- Problem to work on
Transcribe every line of the data below with no changes, and leave the pictures out.

(Data entries)
* * *
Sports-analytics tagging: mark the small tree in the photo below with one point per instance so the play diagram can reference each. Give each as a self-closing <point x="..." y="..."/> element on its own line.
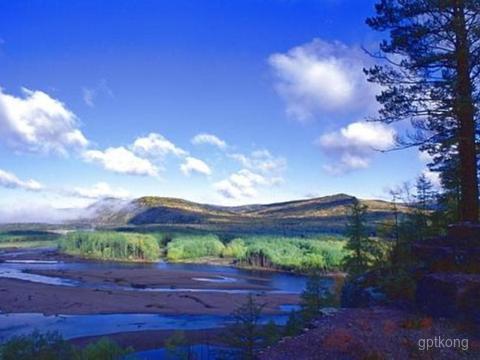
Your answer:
<point x="365" y="251"/>
<point x="314" y="297"/>
<point x="245" y="333"/>
<point x="177" y="347"/>
<point x="294" y="324"/>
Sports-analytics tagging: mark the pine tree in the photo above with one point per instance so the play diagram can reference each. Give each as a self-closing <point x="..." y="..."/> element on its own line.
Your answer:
<point x="245" y="334"/>
<point x="430" y="77"/>
<point x="365" y="252"/>
<point x="424" y="200"/>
* * *
- Written reply
Sports-analytics tagging: mark the small tree in the photo below with one point per instance so the play diagram can reference each. Give each as a self-closing <point x="..." y="..."/> element on its own line.
Your answer:
<point x="365" y="251"/>
<point x="314" y="297"/>
<point x="245" y="333"/>
<point x="177" y="347"/>
<point x="294" y="324"/>
Sports-analytics tagging: mark the pine tree in the photo above with one point per instance so the play diagram can reference each. Give each as a self-closing <point x="..." y="..."/> element on its own line.
Your answer:
<point x="245" y="334"/>
<point x="430" y="77"/>
<point x="365" y="252"/>
<point x="424" y="200"/>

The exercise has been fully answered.